WORK INSTRUCTIONS
Reproduce the records word for word, from the first line through the line containing "task: segment each instance of the stone".

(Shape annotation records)
★ ★ ★ ★ ★

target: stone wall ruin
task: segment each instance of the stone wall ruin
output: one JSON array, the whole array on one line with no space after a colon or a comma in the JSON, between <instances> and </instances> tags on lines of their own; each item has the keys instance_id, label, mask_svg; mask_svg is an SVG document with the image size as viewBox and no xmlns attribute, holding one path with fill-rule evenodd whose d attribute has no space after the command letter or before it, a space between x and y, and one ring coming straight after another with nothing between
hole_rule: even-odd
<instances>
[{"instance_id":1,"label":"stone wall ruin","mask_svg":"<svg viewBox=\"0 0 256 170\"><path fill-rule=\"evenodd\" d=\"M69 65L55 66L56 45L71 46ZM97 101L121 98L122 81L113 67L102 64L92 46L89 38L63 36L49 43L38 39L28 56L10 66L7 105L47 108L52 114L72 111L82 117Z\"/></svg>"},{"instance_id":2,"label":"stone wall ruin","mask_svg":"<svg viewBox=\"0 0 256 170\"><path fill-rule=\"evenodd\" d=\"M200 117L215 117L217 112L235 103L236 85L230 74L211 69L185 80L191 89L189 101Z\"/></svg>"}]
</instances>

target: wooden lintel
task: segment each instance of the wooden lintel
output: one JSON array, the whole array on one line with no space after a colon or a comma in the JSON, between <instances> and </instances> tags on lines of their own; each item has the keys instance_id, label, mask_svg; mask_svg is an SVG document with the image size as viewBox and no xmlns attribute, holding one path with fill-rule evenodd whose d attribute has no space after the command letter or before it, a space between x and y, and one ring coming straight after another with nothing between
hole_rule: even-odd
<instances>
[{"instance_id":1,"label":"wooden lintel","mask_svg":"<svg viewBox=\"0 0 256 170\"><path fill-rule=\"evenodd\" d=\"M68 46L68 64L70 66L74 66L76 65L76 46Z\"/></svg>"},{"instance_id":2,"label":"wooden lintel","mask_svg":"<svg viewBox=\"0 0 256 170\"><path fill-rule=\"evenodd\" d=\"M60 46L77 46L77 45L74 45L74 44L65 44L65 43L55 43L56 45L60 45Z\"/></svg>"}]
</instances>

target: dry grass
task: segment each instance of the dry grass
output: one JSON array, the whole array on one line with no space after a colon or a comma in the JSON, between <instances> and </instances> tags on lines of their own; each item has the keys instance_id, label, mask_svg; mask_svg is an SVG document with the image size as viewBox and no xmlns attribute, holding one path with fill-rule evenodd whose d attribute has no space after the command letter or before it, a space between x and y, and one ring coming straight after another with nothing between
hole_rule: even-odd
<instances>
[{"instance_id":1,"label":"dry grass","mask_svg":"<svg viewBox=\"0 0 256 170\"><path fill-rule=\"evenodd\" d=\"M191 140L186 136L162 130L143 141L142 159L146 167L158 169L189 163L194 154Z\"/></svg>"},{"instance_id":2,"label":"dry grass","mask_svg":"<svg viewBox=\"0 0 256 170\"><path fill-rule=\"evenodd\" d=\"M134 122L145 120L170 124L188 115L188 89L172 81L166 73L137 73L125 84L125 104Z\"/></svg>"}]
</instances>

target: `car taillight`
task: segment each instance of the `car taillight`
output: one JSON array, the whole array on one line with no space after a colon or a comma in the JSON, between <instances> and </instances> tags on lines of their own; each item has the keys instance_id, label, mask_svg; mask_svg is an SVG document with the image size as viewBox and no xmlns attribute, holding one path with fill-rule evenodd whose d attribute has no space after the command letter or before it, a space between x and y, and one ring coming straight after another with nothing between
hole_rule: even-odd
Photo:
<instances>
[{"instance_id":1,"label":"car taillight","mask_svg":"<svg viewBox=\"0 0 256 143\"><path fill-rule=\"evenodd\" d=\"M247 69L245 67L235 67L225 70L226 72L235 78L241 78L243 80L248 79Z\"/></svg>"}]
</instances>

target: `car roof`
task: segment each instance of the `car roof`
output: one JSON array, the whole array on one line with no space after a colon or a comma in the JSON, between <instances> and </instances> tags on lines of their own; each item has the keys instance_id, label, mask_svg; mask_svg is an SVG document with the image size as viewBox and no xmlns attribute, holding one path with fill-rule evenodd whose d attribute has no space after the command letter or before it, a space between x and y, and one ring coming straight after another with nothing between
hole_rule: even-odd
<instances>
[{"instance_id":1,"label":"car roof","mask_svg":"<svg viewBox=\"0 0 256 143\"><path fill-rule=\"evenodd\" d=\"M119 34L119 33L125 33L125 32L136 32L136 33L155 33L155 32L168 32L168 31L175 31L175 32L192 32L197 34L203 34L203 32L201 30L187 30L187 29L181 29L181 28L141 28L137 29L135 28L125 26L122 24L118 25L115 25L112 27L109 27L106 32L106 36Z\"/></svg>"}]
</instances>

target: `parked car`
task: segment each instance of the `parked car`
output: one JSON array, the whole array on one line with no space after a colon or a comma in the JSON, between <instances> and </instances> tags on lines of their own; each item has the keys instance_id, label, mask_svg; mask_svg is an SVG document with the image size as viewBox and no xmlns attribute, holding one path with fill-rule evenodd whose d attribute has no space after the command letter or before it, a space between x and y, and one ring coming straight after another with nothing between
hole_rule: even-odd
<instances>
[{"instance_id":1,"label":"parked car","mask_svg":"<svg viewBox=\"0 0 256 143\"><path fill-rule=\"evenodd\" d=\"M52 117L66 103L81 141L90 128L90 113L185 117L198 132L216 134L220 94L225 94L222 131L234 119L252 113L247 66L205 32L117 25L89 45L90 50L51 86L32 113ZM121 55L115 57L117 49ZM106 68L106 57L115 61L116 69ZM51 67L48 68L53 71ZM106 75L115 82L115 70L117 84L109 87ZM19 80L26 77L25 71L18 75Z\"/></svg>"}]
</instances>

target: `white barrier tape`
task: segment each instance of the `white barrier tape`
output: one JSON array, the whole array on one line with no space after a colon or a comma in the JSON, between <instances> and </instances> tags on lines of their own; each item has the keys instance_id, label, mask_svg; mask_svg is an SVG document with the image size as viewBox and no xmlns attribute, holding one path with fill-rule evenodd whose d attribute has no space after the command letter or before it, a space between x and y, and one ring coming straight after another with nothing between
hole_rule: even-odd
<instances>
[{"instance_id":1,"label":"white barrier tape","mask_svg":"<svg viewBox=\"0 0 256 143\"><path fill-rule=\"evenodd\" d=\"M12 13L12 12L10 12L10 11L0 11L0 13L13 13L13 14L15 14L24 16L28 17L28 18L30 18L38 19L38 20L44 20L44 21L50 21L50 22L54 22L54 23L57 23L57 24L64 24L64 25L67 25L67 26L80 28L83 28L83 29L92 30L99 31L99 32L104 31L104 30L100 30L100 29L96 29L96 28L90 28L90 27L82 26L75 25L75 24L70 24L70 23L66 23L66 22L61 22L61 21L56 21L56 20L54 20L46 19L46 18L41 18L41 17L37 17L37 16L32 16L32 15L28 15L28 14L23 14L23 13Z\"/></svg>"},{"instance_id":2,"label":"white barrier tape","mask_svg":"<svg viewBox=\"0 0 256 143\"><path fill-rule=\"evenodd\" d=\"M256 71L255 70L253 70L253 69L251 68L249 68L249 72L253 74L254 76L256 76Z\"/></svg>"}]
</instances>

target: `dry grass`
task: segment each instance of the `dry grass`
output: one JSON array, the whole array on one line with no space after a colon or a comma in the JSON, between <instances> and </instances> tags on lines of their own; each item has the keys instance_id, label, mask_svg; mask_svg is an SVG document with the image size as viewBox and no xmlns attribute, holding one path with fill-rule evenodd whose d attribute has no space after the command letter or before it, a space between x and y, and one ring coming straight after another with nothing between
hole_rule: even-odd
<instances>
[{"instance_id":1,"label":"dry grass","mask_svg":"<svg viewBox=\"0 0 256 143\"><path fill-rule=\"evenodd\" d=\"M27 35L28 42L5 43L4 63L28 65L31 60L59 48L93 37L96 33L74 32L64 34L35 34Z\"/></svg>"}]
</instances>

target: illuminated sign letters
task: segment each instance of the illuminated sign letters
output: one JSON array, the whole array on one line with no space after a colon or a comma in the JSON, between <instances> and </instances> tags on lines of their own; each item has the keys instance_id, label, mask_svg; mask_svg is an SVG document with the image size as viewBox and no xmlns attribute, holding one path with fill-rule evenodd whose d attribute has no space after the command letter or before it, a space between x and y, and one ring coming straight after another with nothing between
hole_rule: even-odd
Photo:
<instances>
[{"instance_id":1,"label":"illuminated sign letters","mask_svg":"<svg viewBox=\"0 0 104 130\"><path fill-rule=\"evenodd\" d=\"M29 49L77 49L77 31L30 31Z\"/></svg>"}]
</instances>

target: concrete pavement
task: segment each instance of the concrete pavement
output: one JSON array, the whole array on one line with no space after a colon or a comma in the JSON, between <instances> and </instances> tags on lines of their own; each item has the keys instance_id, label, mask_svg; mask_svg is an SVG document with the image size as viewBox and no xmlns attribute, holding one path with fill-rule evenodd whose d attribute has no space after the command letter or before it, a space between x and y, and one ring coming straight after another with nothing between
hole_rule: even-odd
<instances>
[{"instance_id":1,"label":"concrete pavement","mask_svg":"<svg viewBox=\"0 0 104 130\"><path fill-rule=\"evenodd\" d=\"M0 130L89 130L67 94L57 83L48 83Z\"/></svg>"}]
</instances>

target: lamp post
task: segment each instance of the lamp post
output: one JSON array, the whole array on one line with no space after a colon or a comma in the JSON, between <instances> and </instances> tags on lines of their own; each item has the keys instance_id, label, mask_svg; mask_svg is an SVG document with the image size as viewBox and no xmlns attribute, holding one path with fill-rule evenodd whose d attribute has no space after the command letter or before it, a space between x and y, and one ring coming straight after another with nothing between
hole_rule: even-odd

★ ★ ★ ★ ★

EXERCISE RESULT
target: stone wall ruin
task: segment each instance of the stone wall ruin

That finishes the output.